Document excerpt:
§

Winter weather is here to stay now, but I’m not worried – I’ve got it covered.   After years of looking, I bought not one but THREE winter coats this year – and none of them were black.   

It had been well over a decade since I’d bought a dressy winter coat, although whether a toggle coat can be considered dressy is debatable, but it was the style in 2008 and it came in red and petite (I come from a long line of leprechauns).   The next year, I bought a red ski jacket with a plaid flannel lining, after seeing it in Oprah magazine.   It too came in red, but a bright candy apple red, not that dreadful orange tone. 

These were both nice serviceable coats, but with our long winters ten years is a good amount of time to get out of a coat.   I was way overdue for a new one – but everything was black.   The coat manufacturers had been playing it safe since the last recession.  

Oh, I understand the appeal of black.  It’s practical.  It doesn’t show dirt.  It’s easy to accessorize.  It goes with everything.  It’s classic and tres chic, as in you can pretend you’re a famous fashion editor and of course, some black is okay as in Twenty Pairs of Black Pants or the LBD – Little Black Dress.   This is by no means meant to be disparaging to those of you who like black and can wear it – by all means do!      

But what if you don’t like black.  Or look good in it?   I find that for many women of a certain age, black near the face is draining, it makes your skin look pale or sallow.   If you are old enough to remember the 80’s having-your-colors-done craze where a franchised sales rep draped swatches of color near your face to determine if you were a Winter Spring Summer or Autumn, then you will know what I mean.     

Summer colors

Summer colors

As a pale Celtic Summer, I knew black was out for me, not even with a scarf for camouflage.  Plus, I find winter dreary enough without being in mourning – I need something colorful to cheer me up.    

In younger years when I was a dedicated fashionista, I did my fair share to support the clothing economy.   Now that I’m retired, I live in yoga pants and casual tops and spend very little on clothes.  I don’t wear most of what I own and it seems wasteful to buy more, so I shop in my closet.   Fast fashion is not for me, I want quality and style.   If the latest trends are lacking I feel it’s my duty to leave ugly clothes in the stores where they belong.   Why buy something, unless you need and absolutely love it?  

I’ve had many winter coats over the years, but only a few I remember.  Fellow Fashionistas might enjoy a historical look at my multi-colored coat collection, beginning in the sixties with purple velvet.  

I’m twelve and still in grade school, but the Age of Aquarius is dawning and purple velvet is groovy.   My coat was short and belted like the style below, and not a crushed velvet but more of a velour.   It was also too big for me but my mother let me buy it anyway. 

Maxi coat pattern

So you want to sew a maxi coat…

Mini skirts were the current thing (uh huh – Cher), and although I loved my Princely purple coat, it was not as mod as my teacher’s long black maxi coat, worn while patrolling the schoolyard during recess and the envy of all the girls.  (We also envied her cute boyfriend – although she was only 19, they were already engaged).   Sewing was popular back then so there were even McCall’s patterns should you wish to make your own.   I would never have tackled such an ambitious project, no matter how alluring the ads in Seventeen.    

Plaid coat 17 and poncho

Maybe start with a poncho….

§

[Items from a labeling collection]

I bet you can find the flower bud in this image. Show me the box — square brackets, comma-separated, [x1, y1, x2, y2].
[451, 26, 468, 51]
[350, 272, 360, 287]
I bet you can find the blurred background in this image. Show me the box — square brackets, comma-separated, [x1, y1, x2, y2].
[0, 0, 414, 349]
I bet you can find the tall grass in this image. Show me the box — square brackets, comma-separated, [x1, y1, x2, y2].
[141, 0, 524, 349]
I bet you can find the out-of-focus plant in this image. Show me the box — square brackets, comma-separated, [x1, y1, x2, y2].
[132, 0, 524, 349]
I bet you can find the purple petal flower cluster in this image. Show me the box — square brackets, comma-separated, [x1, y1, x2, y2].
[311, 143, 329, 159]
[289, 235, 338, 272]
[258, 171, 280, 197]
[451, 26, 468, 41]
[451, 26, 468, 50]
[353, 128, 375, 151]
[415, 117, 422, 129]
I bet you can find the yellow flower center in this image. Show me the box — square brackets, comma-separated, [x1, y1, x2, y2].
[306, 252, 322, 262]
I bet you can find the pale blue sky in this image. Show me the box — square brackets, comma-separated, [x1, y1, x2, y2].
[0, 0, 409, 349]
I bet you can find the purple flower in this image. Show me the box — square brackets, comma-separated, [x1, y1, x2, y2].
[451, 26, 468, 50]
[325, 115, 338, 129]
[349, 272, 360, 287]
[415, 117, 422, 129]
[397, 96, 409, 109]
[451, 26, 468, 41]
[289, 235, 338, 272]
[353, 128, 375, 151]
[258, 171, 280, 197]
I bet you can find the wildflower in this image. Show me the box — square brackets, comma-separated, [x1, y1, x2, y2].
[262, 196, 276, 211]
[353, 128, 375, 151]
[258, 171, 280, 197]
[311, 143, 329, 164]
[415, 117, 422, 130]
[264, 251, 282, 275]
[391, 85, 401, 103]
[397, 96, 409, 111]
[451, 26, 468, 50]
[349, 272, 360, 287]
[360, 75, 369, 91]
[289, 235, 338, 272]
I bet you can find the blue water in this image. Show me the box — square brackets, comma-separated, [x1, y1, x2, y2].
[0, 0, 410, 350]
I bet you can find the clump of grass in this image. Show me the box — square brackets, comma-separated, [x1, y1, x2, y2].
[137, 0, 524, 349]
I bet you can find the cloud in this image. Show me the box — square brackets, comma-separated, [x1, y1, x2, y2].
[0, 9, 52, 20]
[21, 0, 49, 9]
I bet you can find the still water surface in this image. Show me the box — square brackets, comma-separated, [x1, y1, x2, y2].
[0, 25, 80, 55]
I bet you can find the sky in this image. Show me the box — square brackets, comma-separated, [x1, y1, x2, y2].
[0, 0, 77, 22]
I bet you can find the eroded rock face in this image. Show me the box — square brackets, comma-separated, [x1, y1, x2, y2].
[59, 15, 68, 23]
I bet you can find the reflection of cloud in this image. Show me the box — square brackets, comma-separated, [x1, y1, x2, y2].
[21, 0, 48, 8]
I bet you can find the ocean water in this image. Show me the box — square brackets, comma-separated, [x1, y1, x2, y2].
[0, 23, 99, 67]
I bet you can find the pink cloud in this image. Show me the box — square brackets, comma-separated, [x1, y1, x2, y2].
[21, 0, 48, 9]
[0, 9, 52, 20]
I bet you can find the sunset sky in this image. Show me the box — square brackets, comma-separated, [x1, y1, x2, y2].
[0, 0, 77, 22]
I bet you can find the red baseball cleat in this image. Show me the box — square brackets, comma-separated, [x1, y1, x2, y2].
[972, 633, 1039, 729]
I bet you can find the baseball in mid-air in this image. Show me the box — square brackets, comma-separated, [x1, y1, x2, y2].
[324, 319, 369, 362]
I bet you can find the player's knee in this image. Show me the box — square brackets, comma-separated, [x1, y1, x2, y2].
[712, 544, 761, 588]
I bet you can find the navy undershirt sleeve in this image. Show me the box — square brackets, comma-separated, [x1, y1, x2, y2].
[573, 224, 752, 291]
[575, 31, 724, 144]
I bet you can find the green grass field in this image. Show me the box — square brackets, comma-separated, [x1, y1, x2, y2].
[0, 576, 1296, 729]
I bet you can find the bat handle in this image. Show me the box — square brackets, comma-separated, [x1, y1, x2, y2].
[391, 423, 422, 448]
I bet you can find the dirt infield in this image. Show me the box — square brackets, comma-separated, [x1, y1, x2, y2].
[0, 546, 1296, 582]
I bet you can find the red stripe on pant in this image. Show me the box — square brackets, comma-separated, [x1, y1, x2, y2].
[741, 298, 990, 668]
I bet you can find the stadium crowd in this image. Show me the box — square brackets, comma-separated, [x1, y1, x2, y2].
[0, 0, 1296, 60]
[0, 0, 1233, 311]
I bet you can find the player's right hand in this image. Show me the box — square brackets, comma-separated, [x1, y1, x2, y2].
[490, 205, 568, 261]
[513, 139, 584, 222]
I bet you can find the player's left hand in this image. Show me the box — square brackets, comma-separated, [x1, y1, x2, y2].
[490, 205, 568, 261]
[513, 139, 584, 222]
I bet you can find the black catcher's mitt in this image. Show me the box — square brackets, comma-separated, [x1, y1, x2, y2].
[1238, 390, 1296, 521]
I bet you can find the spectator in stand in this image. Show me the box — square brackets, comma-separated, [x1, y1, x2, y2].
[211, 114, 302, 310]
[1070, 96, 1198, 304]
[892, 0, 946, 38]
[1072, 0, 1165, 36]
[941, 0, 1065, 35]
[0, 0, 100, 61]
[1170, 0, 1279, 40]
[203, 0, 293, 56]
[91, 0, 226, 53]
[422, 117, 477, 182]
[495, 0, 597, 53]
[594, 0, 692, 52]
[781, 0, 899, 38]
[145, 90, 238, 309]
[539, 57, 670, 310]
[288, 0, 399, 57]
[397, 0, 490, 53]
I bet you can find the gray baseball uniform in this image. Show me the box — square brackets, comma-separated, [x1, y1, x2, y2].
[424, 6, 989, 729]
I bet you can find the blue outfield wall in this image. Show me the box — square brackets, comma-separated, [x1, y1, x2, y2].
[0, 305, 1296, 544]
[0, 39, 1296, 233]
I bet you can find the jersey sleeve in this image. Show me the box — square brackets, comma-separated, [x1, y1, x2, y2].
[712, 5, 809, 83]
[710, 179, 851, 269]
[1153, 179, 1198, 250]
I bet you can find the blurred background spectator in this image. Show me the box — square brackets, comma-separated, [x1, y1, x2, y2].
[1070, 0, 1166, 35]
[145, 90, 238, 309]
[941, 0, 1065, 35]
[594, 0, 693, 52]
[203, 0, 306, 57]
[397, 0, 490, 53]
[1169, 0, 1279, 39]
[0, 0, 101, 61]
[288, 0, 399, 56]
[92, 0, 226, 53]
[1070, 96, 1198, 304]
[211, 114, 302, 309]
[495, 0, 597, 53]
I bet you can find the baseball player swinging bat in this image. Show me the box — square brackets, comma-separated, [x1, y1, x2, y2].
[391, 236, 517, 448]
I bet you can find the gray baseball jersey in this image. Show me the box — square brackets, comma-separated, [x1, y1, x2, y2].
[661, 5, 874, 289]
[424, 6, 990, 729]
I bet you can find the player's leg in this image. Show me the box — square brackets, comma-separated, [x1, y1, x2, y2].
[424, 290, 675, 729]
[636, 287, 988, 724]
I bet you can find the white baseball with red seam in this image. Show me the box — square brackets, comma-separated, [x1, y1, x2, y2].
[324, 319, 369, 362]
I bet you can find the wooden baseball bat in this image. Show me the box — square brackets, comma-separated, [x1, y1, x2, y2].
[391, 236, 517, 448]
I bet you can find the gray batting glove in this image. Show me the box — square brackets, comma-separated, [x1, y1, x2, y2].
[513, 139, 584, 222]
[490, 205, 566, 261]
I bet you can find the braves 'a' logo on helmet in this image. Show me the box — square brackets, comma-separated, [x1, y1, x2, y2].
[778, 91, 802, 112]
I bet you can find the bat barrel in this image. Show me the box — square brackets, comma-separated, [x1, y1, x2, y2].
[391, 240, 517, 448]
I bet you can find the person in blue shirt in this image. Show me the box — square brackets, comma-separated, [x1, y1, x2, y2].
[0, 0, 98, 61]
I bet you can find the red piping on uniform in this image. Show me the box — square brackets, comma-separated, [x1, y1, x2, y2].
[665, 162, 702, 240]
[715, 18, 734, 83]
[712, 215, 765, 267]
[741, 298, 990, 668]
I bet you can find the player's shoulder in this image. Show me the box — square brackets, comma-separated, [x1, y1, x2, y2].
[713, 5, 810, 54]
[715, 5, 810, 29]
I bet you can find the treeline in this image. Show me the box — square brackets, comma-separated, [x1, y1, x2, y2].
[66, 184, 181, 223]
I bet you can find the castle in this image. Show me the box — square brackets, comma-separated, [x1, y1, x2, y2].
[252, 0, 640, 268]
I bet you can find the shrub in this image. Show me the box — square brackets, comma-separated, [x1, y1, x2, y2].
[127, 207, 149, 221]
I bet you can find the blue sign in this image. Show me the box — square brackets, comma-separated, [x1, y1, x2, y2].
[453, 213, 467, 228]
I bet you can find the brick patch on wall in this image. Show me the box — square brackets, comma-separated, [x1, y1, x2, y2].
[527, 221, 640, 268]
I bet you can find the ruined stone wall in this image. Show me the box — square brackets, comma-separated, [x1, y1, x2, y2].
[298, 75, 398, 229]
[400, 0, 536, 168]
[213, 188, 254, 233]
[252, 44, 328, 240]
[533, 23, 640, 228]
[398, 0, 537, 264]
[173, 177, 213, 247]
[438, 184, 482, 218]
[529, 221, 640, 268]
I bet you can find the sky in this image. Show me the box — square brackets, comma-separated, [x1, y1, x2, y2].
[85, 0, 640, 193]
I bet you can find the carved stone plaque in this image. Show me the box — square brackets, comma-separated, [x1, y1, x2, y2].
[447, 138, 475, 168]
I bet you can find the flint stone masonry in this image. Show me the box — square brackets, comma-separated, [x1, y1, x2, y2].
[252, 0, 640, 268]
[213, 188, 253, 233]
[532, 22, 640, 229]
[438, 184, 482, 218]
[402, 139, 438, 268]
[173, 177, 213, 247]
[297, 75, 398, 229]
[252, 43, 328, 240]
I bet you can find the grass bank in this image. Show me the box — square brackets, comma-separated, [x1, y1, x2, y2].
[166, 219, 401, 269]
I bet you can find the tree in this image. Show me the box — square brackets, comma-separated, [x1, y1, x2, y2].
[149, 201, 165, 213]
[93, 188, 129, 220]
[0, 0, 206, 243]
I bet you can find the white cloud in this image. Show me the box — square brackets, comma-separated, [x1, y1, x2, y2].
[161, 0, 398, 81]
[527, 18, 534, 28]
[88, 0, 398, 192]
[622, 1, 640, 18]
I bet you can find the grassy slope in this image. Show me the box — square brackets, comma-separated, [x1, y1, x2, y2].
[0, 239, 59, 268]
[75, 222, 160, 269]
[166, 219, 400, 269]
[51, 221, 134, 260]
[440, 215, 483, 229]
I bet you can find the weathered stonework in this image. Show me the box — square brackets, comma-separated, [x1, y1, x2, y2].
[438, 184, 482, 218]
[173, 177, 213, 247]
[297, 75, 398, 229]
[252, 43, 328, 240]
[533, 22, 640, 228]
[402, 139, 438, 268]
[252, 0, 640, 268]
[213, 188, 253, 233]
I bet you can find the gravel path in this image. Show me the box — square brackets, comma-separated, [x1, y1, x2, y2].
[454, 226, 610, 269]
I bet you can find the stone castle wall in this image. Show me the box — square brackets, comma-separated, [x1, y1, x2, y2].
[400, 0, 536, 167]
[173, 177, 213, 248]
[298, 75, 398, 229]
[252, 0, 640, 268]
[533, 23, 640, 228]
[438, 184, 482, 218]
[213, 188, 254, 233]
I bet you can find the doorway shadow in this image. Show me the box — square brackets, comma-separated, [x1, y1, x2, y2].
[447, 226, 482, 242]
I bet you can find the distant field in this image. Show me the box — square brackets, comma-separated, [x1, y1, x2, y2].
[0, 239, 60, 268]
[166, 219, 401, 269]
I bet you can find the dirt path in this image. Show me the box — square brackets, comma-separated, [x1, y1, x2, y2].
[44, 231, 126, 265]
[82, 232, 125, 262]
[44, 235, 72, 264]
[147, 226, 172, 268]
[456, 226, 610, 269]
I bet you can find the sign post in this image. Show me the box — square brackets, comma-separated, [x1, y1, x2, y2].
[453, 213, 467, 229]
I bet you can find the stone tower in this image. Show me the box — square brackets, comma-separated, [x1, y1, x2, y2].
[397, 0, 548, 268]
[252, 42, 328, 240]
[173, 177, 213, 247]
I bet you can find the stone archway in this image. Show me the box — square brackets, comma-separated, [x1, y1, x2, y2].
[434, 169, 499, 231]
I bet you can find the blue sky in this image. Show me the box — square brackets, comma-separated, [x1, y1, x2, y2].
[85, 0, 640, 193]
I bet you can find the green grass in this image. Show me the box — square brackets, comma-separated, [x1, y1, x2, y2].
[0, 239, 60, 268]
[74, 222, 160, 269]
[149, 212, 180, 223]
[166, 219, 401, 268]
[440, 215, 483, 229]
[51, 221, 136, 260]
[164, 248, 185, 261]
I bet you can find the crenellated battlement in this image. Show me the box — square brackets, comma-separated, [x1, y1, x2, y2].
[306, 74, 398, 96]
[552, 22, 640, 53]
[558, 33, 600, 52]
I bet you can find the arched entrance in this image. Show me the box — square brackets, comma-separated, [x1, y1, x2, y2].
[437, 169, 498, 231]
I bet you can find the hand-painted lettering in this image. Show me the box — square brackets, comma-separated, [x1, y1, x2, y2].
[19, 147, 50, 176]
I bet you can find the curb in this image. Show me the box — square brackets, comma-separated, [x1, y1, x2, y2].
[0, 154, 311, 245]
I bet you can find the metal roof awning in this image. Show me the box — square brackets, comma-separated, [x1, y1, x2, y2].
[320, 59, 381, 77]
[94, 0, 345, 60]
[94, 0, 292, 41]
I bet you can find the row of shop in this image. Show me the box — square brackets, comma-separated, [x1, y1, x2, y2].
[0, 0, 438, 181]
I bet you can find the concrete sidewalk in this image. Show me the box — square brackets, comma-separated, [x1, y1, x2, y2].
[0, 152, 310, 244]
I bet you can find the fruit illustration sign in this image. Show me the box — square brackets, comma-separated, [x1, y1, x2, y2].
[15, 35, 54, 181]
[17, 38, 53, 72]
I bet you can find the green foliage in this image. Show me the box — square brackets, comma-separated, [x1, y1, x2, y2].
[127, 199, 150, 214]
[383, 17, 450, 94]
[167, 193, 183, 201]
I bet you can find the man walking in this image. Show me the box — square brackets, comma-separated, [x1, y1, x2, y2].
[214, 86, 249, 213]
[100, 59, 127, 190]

§

What you need to do:
- 1) Render this sentence from the text about winter coats in Spanish: "Fast fashion is not for me, I want quality and style."
- 2) Rewrite the records from the line with "I bet you can find the baseball in" to the line with "[391, 423, 422, 448]", keeping every line, requests included. Multiply each bounding-box coordinate in the answers by 0.5, and round the results to whole numbers, with halves rounded up.

Task results:
- 1) La moda rápida no es para mí; quiero calidad y estilo.

- 2)
I bet you can find the baseball in mid-air in this image. Show me the box — square brackets, comma-separated, [x1, y1, x2, y2].
[162, 160, 185, 181]
I bet you can find the player's knee in this image. Show me the box — square brackets, comma-separated, [x1, y1, x2, y2].
[356, 272, 381, 294]
I bet you can find the navy undershirt sleeve in this image. Show me the box — square brackets, comma-separated, [x1, y1, x2, y2].
[287, 112, 376, 146]
[288, 16, 362, 72]
I bet you can find the green grass field in this image. Show me the box — square brackets, comma-separated, [x1, y1, x2, y2].
[0, 288, 648, 365]
I bet you can find the bat handle in this image. Show me the box — square brackets, comma-separated, [x1, y1, x2, y2].
[196, 212, 211, 224]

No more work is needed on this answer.